[Pointing and labeling entries]
━━━━
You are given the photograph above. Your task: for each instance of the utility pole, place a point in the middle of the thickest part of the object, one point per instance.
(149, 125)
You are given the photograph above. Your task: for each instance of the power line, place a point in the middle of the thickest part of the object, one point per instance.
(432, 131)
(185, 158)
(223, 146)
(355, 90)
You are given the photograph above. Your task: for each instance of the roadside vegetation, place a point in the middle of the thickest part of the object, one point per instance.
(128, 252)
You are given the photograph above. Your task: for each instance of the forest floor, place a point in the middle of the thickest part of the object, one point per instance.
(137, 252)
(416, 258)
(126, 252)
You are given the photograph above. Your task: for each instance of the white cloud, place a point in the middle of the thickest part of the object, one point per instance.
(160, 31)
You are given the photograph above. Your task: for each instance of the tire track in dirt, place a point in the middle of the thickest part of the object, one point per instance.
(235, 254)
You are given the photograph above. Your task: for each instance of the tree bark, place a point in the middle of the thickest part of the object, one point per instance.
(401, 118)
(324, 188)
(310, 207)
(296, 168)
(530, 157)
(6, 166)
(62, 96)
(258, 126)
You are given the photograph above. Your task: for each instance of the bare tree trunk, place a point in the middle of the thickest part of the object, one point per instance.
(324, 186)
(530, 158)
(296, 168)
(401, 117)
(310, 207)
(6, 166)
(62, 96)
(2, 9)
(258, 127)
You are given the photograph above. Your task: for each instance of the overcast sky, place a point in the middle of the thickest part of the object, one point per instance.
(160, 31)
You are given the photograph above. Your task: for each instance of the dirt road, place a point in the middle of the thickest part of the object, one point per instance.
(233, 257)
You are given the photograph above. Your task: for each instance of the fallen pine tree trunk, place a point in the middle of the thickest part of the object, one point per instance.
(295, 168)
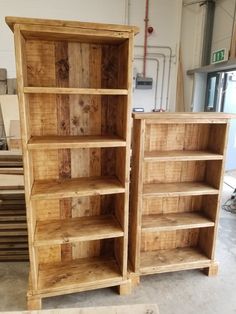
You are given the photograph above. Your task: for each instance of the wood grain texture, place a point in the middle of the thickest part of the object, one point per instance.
(172, 260)
(178, 189)
(77, 229)
(53, 189)
(179, 183)
(68, 141)
(12, 20)
(180, 155)
(76, 93)
(167, 222)
(63, 129)
(89, 272)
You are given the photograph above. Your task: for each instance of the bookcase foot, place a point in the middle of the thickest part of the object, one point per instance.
(135, 279)
(212, 270)
(125, 288)
(34, 302)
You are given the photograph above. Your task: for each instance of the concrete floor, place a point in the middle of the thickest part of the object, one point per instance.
(184, 292)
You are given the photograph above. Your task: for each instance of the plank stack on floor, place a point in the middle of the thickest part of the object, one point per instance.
(13, 229)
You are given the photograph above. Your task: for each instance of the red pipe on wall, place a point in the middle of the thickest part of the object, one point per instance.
(145, 37)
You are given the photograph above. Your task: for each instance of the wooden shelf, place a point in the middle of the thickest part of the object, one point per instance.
(181, 155)
(75, 91)
(175, 221)
(53, 189)
(78, 275)
(178, 189)
(77, 229)
(87, 141)
(172, 260)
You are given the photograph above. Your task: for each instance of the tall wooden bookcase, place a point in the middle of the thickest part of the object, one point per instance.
(176, 181)
(74, 88)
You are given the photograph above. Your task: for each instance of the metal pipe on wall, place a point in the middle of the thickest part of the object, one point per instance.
(157, 75)
(169, 69)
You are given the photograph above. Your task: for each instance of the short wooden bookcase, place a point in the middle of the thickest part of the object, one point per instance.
(74, 88)
(177, 169)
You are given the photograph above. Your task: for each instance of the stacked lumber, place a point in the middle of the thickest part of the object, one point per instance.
(13, 228)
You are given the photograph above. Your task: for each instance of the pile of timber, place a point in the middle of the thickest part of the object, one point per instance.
(13, 228)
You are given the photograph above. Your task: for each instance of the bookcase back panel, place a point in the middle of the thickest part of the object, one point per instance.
(76, 64)
(169, 240)
(75, 163)
(77, 115)
(172, 171)
(165, 205)
(56, 253)
(81, 207)
(171, 137)
(181, 204)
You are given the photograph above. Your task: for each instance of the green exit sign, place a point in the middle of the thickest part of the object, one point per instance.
(219, 56)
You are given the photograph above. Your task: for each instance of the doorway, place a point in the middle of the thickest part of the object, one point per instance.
(221, 97)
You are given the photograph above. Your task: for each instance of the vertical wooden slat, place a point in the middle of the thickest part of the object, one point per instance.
(25, 135)
(63, 128)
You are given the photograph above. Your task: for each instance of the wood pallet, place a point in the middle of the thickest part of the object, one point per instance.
(177, 171)
(13, 227)
(74, 87)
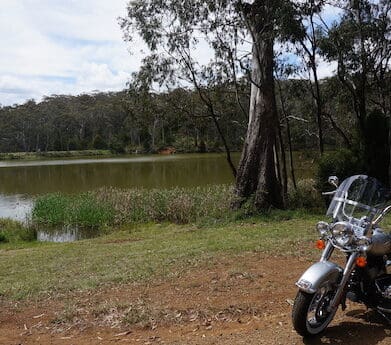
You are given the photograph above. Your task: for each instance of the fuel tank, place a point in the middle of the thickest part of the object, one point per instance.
(381, 243)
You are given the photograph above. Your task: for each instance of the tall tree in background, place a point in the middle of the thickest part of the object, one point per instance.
(172, 30)
(361, 44)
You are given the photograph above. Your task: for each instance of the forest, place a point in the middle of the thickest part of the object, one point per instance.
(127, 122)
(207, 108)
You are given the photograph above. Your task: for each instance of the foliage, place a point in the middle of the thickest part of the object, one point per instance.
(117, 122)
(306, 196)
(342, 163)
(141, 253)
(12, 232)
(83, 210)
(177, 205)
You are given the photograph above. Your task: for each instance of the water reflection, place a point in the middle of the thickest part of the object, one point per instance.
(20, 181)
(34, 178)
(16, 207)
(66, 234)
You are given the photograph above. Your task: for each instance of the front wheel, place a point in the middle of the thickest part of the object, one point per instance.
(310, 314)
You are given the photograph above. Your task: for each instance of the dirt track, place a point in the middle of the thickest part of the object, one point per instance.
(241, 300)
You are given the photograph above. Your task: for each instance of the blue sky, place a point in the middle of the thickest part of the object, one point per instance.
(62, 47)
(67, 47)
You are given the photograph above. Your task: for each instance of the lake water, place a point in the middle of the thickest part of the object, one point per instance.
(21, 181)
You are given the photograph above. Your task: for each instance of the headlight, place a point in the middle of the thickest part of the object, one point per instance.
(343, 233)
(323, 228)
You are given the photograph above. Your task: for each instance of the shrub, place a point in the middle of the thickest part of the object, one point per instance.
(178, 205)
(305, 196)
(13, 231)
(342, 163)
(83, 209)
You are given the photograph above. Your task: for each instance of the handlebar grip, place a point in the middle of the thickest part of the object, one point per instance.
(328, 193)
━━━━
- **Instructions for the task**: Please revise the material by putting "widest part" wherever "thickest part" appears, with everything else unchanged. Leave the pictures out of your answer.

- **Answer below**:
You are given the photograph above. Your task: for each instance of the utility pole, place a point in the middle of the widest part of the object, one point per instance.
(149, 125)
You are given the photograph above. Your task: for each instance of the power line, place a point in the middle of the widest part of the object, one point per instance.
(432, 131)
(185, 158)
(223, 146)
(355, 90)
You are given the photograph above. Your task: for each instance of the roadside vegetation, place a point in the middle of the widest part of the object, one point per instance.
(128, 252)
You are given the photograph above. Your task: for each instance of the forest floor, place a point in the middle of the widest part of the object, one point per instance.
(137, 252)
(416, 258)
(126, 252)
You are given the photograph above. Your task: for each instance of the white cloud, place a point in the middle of the widest part of the object, one point per instance.
(160, 31)
You are given the photograph above. Your task: for each instance of the tire track in dirt, place a point in the middle of the widest part of the object, one point per instance.
(235, 254)
You are given the photograph above. Your task: for each instance of the tree bark, place a point in the middle of the widest part of the object, one point per instance.
(401, 118)
(324, 188)
(310, 207)
(296, 168)
(530, 157)
(6, 166)
(62, 96)
(258, 126)
You are given the photograph above. Your task: for each instance of the bare tree trunk, place a point in the middle of the widest part of the object, one point per instance.
(324, 186)
(530, 158)
(296, 168)
(401, 117)
(310, 207)
(6, 166)
(62, 96)
(2, 9)
(258, 127)
You are given the photograph above. Your task: for each instance of the overcast sky, place a point in the middle of the widest part of the object, one point per instance.
(160, 31)
You are given the photograph above. Your task: for each instance of the dirt road, place a point in the middle of the widest part of the object, one point per instance.
(233, 257)
You are given the photograph above. Your task: for each instance of the fallen pine tree trunk, place a point in the middle of the widest part of the object, one point per instance.
(295, 168)
You are given the photograph above. Your task: for each instance of the wood grain texture, place a point in the middle of the widest part of the object, one point per instance.
(172, 260)
(178, 189)
(77, 229)
(53, 189)
(179, 183)
(68, 141)
(12, 20)
(180, 155)
(76, 93)
(167, 222)
(63, 129)
(89, 272)
You are given the photograph above. Your task: for each instance of the bookcase foot, place a point in the middle of the widest part of the object, one point per instance.
(135, 279)
(212, 270)
(125, 288)
(34, 302)
You are given the photograph above. Your task: for each instance of the concrete floor, place a point in the middle of the widest part of the object, one point per instance.
(184, 292)
You are given the photograph above. Your task: for each instance of the plank stack on floor, place a point in the middle of the widest part of the object, one point per instance.
(13, 229)
You are given the photograph above. Your task: for each instance of the red pipe on wall, place a point in the middle of the widest part of the object, one point per instance.
(145, 37)
You are given the photograph above. Your task: for each instance of the wooden shelf, place a point in the middle of the widest part of the object, one point per instance.
(181, 155)
(75, 91)
(175, 221)
(53, 189)
(78, 275)
(178, 189)
(77, 229)
(87, 141)
(172, 260)
You are given the photograph above. Your task: for each instance of the tall wooden bookcase, place a point in the middle of the widest part of the object, one point per instance.
(176, 181)
(74, 88)
You are given the photograph above. Your task: for each instance of the metal pipe on wall, place a point in the middle of the widest part of the object, one point per instance.
(157, 75)
(169, 69)
You are given the photograph above. Your task: for each instance of the short wooden bookcase, place a point in the middle of the widest part of the object, one point per instance.
(74, 88)
(177, 169)
You are given the photograph above. Your task: for each instance of the stacked lumber, place a point in the middle of the widest part of the object, one point per instance.
(13, 228)
You are given the photograph above. Your task: for each instance of the pile of timber, place a point in the middle of the widest part of the object, one point per instance.
(13, 228)
You are given the photograph above. Your task: for each instance of the bookcase back panel, place a point in the middle of the widest part of the object, one point per instance.
(76, 64)
(169, 240)
(75, 163)
(77, 115)
(172, 171)
(165, 205)
(56, 253)
(81, 207)
(171, 137)
(181, 204)
You are given the photograph above. Your task: for each instance of the green exit sign, place a point in the middle of the widest part of the object, one point per instance.
(219, 56)
You are given the photograph above. Your task: for each instance of the doorway, place a point in the middle of the widest part of the object, one point per instance.
(221, 97)
You are given the photograph above. Your task: for each instance of the vertical wooden slat, place a point in the middle of the widest part of the object, one point per instance.
(25, 135)
(63, 128)
You are given the photograph above. Your task: for each instance of the wood pallet, place a point in the middle of the widest part of the object, one point per instance.
(177, 171)
(13, 227)
(74, 87)
You are given the photograph above. Your task: for each instance of the fuel tank, place a point in the middle of the widest part of the object, one point per instance.
(381, 243)
You are given the photograph above. Your task: for each instance of the tall tree in background, place a point in the middle of the widest part of the object, one point per instance.
(172, 30)
(361, 44)
You are given the photograph above. Your task: for each instance of the forest, place a point in the middle of the widest part of the object, one point per instance.
(127, 122)
(207, 108)
You are given the photograph above. Your task: for each instance of the foliage, place a point in the middle of the widest part of the object, one point per instance.
(117, 122)
(306, 196)
(342, 163)
(141, 253)
(12, 232)
(83, 210)
(177, 205)
You are given the photograph above. Your task: for each instance of the water reflection, place a point in the middle of the widest part of the object, one point per instance.
(20, 181)
(34, 178)
(16, 207)
(66, 234)
You are given the photograph above. Your task: for each instance of the front wheel, place a point in the middle of the widest part of the object, one point per instance.
(310, 314)
You are given the photograph above. Your task: for each instance of the dirt track, place a point in the middle of the widest part of the object, one point per instance.
(241, 300)
You are given the photograph above. Your task: for each instance of the blue sky, place a point in the middle of the widest part of the object, one point per instance.
(62, 47)
(67, 47)
You are given the photograph above. Your task: for each instance of the lake water, place a point in the middle of the widest part of the object, one point per instance.
(21, 181)
You are given the photograph above. Your task: for each instance of the headlight, place a point in the middle of the widest part of the object, one point per instance.
(343, 233)
(323, 228)
You are given the photograph above. Your task: for each instance of the shrub, place a point in the middle of the widest part of the object, one point per instance.
(178, 205)
(305, 196)
(13, 231)
(342, 163)
(83, 209)
You are given the photograph above. Your task: for each instance of the handlebar grip, place a point in the middle of the widest part of the object, one point per instance.
(328, 193)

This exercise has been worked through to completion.